→ EXTRACTED MATERIAL:
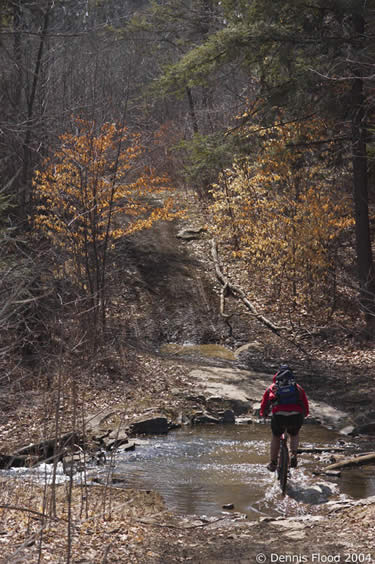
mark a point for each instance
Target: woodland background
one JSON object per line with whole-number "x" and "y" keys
{"x": 116, "y": 115}
{"x": 251, "y": 120}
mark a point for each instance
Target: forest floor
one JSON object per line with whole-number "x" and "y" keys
{"x": 100, "y": 524}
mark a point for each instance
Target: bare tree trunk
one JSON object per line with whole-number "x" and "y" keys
{"x": 360, "y": 189}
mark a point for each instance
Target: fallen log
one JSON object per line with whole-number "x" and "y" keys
{"x": 317, "y": 450}
{"x": 354, "y": 461}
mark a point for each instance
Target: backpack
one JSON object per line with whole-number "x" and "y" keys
{"x": 285, "y": 388}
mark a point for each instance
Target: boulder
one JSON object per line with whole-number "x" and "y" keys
{"x": 203, "y": 418}
{"x": 191, "y": 233}
{"x": 150, "y": 425}
{"x": 227, "y": 416}
{"x": 115, "y": 439}
{"x": 17, "y": 461}
{"x": 366, "y": 429}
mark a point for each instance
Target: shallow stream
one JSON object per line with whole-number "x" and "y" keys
{"x": 198, "y": 470}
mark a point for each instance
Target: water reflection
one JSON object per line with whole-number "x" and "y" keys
{"x": 199, "y": 469}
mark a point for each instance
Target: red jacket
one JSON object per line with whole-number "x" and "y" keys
{"x": 269, "y": 396}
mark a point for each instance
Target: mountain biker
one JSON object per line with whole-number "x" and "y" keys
{"x": 287, "y": 413}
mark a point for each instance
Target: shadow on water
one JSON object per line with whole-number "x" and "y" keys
{"x": 198, "y": 470}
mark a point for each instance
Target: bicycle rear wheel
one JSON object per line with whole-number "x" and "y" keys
{"x": 283, "y": 466}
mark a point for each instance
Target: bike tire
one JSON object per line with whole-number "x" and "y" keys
{"x": 283, "y": 467}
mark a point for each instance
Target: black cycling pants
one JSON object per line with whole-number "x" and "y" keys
{"x": 291, "y": 423}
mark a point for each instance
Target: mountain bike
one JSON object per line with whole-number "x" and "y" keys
{"x": 283, "y": 462}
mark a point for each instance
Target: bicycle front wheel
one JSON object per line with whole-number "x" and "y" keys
{"x": 283, "y": 467}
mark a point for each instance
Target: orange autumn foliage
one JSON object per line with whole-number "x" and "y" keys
{"x": 93, "y": 191}
{"x": 283, "y": 210}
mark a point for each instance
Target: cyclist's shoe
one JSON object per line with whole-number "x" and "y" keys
{"x": 293, "y": 461}
{"x": 272, "y": 466}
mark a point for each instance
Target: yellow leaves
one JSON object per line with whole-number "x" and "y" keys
{"x": 280, "y": 210}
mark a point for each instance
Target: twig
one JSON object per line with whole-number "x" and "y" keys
{"x": 27, "y": 510}
{"x": 238, "y": 293}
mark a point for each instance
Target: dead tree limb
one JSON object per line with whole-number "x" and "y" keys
{"x": 237, "y": 292}
{"x": 354, "y": 461}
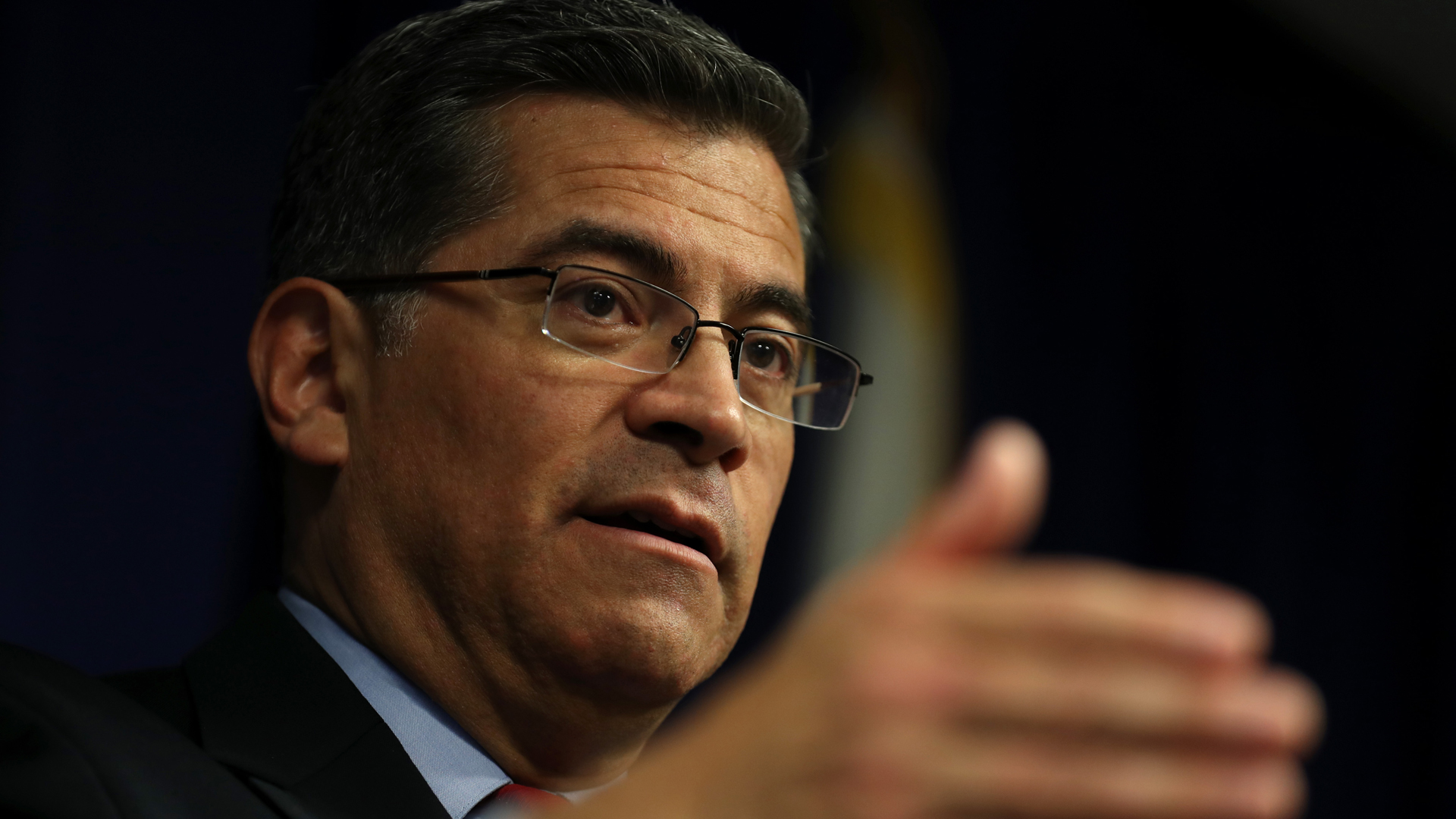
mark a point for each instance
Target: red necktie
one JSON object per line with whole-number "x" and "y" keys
{"x": 528, "y": 798}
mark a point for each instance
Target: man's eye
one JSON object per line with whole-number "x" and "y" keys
{"x": 599, "y": 302}
{"x": 764, "y": 356}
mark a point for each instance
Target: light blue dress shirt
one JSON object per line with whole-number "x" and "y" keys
{"x": 453, "y": 765}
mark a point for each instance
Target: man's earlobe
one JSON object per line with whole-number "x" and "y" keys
{"x": 303, "y": 341}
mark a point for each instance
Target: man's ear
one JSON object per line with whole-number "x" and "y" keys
{"x": 308, "y": 344}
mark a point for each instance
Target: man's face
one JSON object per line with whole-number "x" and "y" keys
{"x": 495, "y": 479}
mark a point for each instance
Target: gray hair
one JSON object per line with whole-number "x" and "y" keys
{"x": 400, "y": 152}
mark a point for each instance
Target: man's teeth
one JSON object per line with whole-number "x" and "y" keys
{"x": 644, "y": 518}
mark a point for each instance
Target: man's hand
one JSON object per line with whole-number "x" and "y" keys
{"x": 944, "y": 679}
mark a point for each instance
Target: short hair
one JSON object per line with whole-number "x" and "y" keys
{"x": 400, "y": 152}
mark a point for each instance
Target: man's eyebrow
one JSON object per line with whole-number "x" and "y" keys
{"x": 781, "y": 299}
{"x": 653, "y": 261}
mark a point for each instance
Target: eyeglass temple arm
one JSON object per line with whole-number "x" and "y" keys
{"x": 383, "y": 281}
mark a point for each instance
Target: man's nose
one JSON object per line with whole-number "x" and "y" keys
{"x": 695, "y": 407}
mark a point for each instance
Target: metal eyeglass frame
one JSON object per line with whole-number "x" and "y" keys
{"x": 734, "y": 347}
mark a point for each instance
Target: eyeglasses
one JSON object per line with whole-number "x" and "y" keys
{"x": 645, "y": 328}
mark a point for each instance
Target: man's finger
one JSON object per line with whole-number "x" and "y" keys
{"x": 1068, "y": 689}
{"x": 993, "y": 503}
{"x": 919, "y": 771}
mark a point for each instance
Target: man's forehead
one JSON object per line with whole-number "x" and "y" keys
{"x": 728, "y": 190}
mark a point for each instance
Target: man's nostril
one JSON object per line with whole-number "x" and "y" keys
{"x": 674, "y": 431}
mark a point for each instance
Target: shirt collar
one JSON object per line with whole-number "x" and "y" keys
{"x": 453, "y": 765}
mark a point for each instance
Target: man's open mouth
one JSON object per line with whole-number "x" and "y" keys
{"x": 639, "y": 522}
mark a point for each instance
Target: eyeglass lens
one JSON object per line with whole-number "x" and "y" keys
{"x": 642, "y": 328}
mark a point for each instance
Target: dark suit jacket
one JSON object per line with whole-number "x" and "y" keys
{"x": 268, "y": 703}
{"x": 72, "y": 748}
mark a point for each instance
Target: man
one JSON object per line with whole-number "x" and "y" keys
{"x": 536, "y": 350}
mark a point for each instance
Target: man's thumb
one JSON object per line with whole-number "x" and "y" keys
{"x": 995, "y": 500}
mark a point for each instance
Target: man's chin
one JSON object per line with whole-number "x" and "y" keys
{"x": 647, "y": 662}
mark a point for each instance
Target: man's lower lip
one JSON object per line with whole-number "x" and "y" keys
{"x": 657, "y": 544}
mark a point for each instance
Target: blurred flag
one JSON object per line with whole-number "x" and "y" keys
{"x": 896, "y": 299}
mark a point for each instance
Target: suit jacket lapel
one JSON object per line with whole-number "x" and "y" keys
{"x": 273, "y": 704}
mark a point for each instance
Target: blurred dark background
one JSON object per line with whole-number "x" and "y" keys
{"x": 1204, "y": 248}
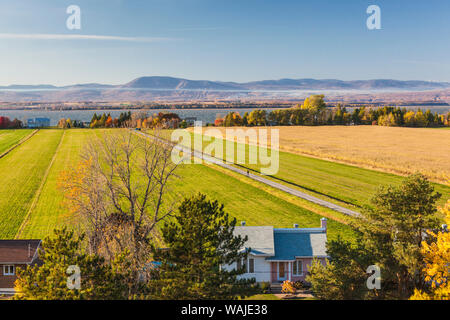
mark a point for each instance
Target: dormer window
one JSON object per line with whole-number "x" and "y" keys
{"x": 9, "y": 270}
{"x": 297, "y": 268}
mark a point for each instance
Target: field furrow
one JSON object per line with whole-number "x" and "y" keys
{"x": 22, "y": 171}
{"x": 49, "y": 211}
{"x": 9, "y": 138}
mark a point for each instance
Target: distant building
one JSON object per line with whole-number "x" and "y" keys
{"x": 190, "y": 121}
{"x": 38, "y": 123}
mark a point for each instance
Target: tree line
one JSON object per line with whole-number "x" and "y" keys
{"x": 136, "y": 239}
{"x": 314, "y": 111}
{"x": 106, "y": 121}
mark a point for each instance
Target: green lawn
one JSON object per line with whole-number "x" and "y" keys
{"x": 49, "y": 211}
{"x": 241, "y": 200}
{"x": 22, "y": 171}
{"x": 339, "y": 183}
{"x": 9, "y": 138}
{"x": 249, "y": 203}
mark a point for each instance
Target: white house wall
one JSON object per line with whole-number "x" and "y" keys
{"x": 262, "y": 269}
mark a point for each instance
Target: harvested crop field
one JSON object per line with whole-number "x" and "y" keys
{"x": 390, "y": 149}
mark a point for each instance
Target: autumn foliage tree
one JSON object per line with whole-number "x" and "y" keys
{"x": 49, "y": 280}
{"x": 118, "y": 194}
{"x": 437, "y": 264}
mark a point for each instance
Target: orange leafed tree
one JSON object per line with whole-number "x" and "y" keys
{"x": 437, "y": 259}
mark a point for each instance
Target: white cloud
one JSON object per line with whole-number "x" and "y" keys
{"x": 45, "y": 36}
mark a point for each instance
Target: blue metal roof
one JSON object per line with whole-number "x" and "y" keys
{"x": 293, "y": 243}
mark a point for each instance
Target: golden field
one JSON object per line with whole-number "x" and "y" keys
{"x": 390, "y": 149}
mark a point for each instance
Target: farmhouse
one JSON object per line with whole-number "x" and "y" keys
{"x": 277, "y": 255}
{"x": 13, "y": 254}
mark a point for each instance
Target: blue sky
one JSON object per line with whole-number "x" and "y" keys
{"x": 233, "y": 40}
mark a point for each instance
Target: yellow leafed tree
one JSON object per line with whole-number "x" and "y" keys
{"x": 437, "y": 259}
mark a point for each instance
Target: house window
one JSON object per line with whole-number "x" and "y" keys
{"x": 298, "y": 268}
{"x": 251, "y": 265}
{"x": 9, "y": 270}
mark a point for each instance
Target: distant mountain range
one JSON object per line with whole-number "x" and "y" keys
{"x": 170, "y": 88}
{"x": 170, "y": 83}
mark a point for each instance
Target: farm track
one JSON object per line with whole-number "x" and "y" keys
{"x": 39, "y": 190}
{"x": 18, "y": 143}
{"x": 255, "y": 177}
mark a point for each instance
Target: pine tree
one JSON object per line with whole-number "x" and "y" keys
{"x": 200, "y": 242}
{"x": 49, "y": 280}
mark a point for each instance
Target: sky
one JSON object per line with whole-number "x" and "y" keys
{"x": 232, "y": 40}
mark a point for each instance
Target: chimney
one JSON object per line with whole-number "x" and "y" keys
{"x": 323, "y": 223}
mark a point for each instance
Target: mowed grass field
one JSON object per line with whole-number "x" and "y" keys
{"x": 22, "y": 171}
{"x": 338, "y": 182}
{"x": 35, "y": 206}
{"x": 9, "y": 138}
{"x": 49, "y": 211}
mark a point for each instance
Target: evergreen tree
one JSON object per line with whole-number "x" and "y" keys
{"x": 200, "y": 243}
{"x": 49, "y": 281}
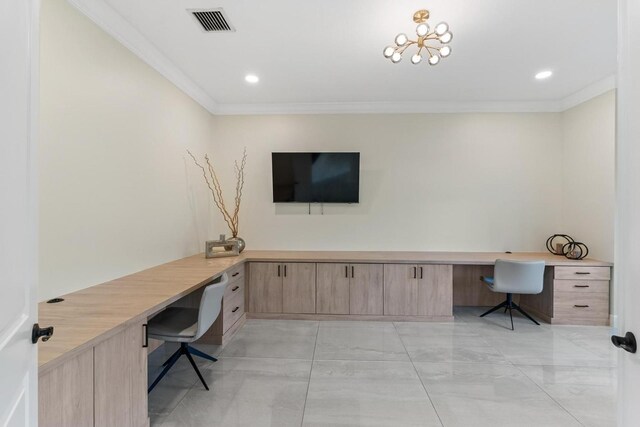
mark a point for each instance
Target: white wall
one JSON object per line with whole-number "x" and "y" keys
{"x": 477, "y": 182}
{"x": 116, "y": 194}
{"x": 588, "y": 180}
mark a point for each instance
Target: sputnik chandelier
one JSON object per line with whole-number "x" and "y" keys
{"x": 432, "y": 44}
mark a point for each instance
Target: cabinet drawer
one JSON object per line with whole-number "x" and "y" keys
{"x": 233, "y": 310}
{"x": 582, "y": 273}
{"x": 236, "y": 272}
{"x": 581, "y": 286}
{"x": 234, "y": 288}
{"x": 592, "y": 305}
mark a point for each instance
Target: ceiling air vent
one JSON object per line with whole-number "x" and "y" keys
{"x": 213, "y": 20}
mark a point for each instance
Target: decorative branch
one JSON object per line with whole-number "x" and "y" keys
{"x": 213, "y": 183}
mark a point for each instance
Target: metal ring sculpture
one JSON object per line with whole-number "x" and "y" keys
{"x": 575, "y": 250}
{"x": 550, "y": 241}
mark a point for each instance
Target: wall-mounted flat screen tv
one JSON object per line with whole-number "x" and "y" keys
{"x": 316, "y": 177}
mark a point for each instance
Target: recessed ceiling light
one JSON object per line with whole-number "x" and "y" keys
{"x": 544, "y": 74}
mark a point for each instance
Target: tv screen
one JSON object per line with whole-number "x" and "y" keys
{"x": 316, "y": 177}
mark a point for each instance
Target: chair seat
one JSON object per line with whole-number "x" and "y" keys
{"x": 177, "y": 324}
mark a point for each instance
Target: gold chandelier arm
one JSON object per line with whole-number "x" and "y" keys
{"x": 429, "y": 49}
{"x": 404, "y": 47}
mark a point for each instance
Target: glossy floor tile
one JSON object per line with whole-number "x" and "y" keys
{"x": 246, "y": 392}
{"x": 359, "y": 341}
{"x": 469, "y": 372}
{"x": 291, "y": 339}
{"x": 366, "y": 393}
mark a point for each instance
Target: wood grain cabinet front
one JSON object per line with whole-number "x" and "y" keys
{"x": 418, "y": 290}
{"x": 65, "y": 393}
{"x": 333, "y": 288}
{"x": 105, "y": 385}
{"x": 120, "y": 379}
{"x": 282, "y": 287}
{"x": 265, "y": 287}
{"x": 350, "y": 289}
{"x": 435, "y": 290}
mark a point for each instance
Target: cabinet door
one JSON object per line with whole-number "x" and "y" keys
{"x": 265, "y": 287}
{"x": 65, "y": 393}
{"x": 120, "y": 379}
{"x": 366, "y": 289}
{"x": 299, "y": 287}
{"x": 400, "y": 289}
{"x": 435, "y": 290}
{"x": 333, "y": 288}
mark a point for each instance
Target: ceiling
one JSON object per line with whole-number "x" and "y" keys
{"x": 330, "y": 51}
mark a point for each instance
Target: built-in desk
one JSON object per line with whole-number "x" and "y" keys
{"x": 93, "y": 370}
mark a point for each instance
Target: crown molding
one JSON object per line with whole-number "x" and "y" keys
{"x": 119, "y": 28}
{"x": 390, "y": 107}
{"x": 589, "y": 92}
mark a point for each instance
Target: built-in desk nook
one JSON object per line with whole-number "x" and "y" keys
{"x": 98, "y": 353}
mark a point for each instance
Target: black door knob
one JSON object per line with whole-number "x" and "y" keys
{"x": 38, "y": 332}
{"x": 627, "y": 343}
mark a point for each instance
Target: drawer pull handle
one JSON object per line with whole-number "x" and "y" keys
{"x": 145, "y": 336}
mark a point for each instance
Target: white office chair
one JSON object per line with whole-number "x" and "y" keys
{"x": 186, "y": 325}
{"x": 515, "y": 277}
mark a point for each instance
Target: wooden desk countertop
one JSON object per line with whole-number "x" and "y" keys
{"x": 91, "y": 315}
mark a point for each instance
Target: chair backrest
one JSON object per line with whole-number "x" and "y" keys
{"x": 210, "y": 304}
{"x": 518, "y": 277}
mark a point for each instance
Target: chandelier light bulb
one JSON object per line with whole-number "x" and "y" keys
{"x": 388, "y": 51}
{"x": 422, "y": 30}
{"x": 446, "y": 37}
{"x": 401, "y": 39}
{"x": 442, "y": 28}
{"x": 429, "y": 43}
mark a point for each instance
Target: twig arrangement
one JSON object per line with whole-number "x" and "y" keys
{"x": 232, "y": 219}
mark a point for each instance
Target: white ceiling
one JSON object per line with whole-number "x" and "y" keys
{"x": 330, "y": 51}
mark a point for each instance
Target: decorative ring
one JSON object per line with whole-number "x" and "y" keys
{"x": 550, "y": 240}
{"x": 575, "y": 250}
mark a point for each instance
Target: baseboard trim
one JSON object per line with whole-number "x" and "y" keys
{"x": 381, "y": 318}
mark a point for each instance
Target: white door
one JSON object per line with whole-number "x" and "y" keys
{"x": 627, "y": 262}
{"x": 18, "y": 221}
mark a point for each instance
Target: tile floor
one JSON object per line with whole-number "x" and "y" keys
{"x": 469, "y": 372}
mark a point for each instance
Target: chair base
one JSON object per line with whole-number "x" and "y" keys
{"x": 509, "y": 305}
{"x": 187, "y": 350}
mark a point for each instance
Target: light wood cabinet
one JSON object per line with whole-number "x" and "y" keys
{"x": 282, "y": 287}
{"x": 299, "y": 287}
{"x": 65, "y": 393}
{"x": 105, "y": 385}
{"x": 265, "y": 282}
{"x": 435, "y": 290}
{"x": 333, "y": 288}
{"x": 418, "y": 290}
{"x": 400, "y": 289}
{"x": 366, "y": 289}
{"x": 120, "y": 379}
{"x": 350, "y": 288}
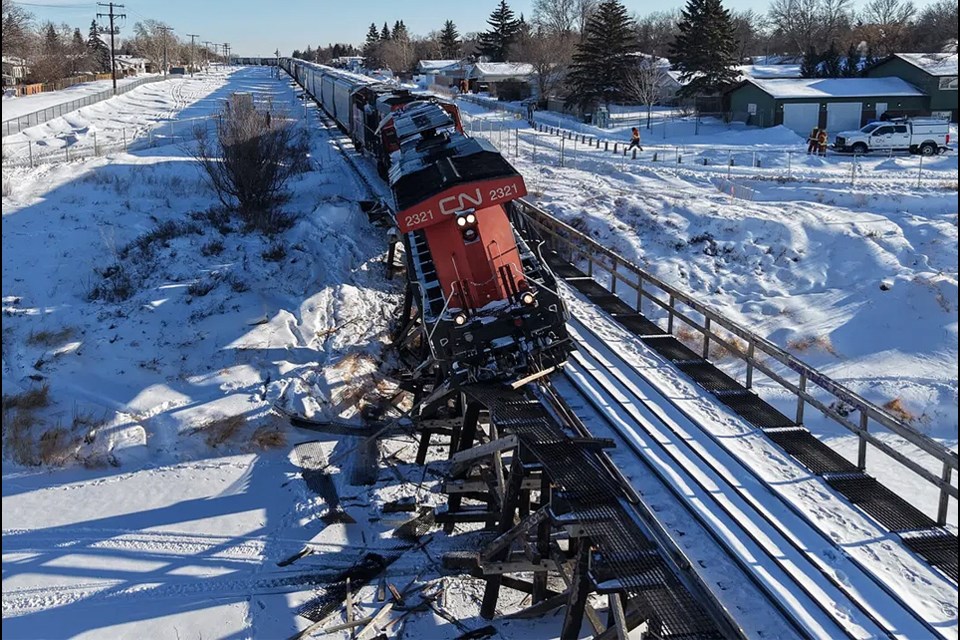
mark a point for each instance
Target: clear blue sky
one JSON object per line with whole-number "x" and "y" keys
{"x": 258, "y": 27}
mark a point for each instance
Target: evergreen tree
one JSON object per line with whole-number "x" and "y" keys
{"x": 400, "y": 31}
{"x": 832, "y": 65}
{"x": 604, "y": 57}
{"x": 705, "y": 49}
{"x": 97, "y": 50}
{"x": 810, "y": 65}
{"x": 851, "y": 64}
{"x": 495, "y": 43}
{"x": 449, "y": 41}
{"x": 371, "y": 48}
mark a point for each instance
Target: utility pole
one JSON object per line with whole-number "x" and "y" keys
{"x": 164, "y": 31}
{"x": 206, "y": 46}
{"x": 193, "y": 37}
{"x": 113, "y": 33}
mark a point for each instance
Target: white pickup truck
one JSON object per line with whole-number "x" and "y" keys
{"x": 926, "y": 136}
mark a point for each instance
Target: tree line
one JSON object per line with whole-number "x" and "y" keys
{"x": 53, "y": 52}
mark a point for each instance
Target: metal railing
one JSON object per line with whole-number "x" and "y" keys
{"x": 32, "y": 119}
{"x": 755, "y": 352}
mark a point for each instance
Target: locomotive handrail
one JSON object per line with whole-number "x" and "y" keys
{"x": 590, "y": 250}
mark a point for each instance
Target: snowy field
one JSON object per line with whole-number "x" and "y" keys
{"x": 14, "y": 107}
{"x": 146, "y": 340}
{"x": 858, "y": 280}
{"x": 154, "y": 114}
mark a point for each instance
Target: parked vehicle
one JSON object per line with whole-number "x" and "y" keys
{"x": 926, "y": 136}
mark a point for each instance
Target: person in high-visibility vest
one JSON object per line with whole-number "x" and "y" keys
{"x": 812, "y": 141}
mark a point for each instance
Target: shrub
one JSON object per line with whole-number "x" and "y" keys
{"x": 212, "y": 248}
{"x": 250, "y": 159}
{"x": 275, "y": 253}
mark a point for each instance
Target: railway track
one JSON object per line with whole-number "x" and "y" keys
{"x": 801, "y": 582}
{"x": 808, "y": 577}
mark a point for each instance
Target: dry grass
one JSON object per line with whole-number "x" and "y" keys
{"x": 896, "y": 409}
{"x": 48, "y": 338}
{"x": 269, "y": 436}
{"x": 18, "y": 441}
{"x": 29, "y": 400}
{"x": 808, "y": 343}
{"x": 57, "y": 446}
{"x": 219, "y": 431}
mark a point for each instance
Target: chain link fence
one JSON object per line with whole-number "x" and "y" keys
{"x": 18, "y": 124}
{"x": 35, "y": 152}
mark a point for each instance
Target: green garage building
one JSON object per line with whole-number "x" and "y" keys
{"x": 839, "y": 104}
{"x": 933, "y": 73}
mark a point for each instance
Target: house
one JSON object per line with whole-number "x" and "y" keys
{"x": 838, "y": 104}
{"x": 131, "y": 65}
{"x": 434, "y": 67}
{"x": 15, "y": 69}
{"x": 495, "y": 76}
{"x": 934, "y": 73}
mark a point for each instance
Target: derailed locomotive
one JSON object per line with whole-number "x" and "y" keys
{"x": 486, "y": 304}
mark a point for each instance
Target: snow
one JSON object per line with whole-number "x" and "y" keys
{"x": 936, "y": 64}
{"x": 768, "y": 71}
{"x": 14, "y": 107}
{"x": 436, "y": 65}
{"x": 796, "y": 254}
{"x": 168, "y": 520}
{"x": 836, "y": 87}
{"x": 483, "y": 70}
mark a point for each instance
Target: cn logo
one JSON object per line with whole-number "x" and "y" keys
{"x": 460, "y": 202}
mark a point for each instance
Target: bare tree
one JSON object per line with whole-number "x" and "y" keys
{"x": 584, "y": 9}
{"x": 655, "y": 31}
{"x": 891, "y": 20}
{"x": 556, "y": 17}
{"x": 748, "y": 29}
{"x": 646, "y": 83}
{"x": 802, "y": 24}
{"x": 16, "y": 23}
{"x": 935, "y": 29}
{"x": 250, "y": 160}
{"x": 550, "y": 54}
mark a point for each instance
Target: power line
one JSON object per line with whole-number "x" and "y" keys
{"x": 193, "y": 38}
{"x": 164, "y": 31}
{"x": 113, "y": 33}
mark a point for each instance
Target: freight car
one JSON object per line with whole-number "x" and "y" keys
{"x": 484, "y": 303}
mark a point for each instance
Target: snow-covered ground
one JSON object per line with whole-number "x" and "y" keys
{"x": 14, "y": 107}
{"x": 858, "y": 280}
{"x": 157, "y": 113}
{"x": 146, "y": 339}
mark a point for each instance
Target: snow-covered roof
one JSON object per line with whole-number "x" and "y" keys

→ WHAT IS ASKED:
List every line in the listing above that contains the string "track", matching its case exactly.

→ TASK SOLUTION:
Target: farm track
Target: railway track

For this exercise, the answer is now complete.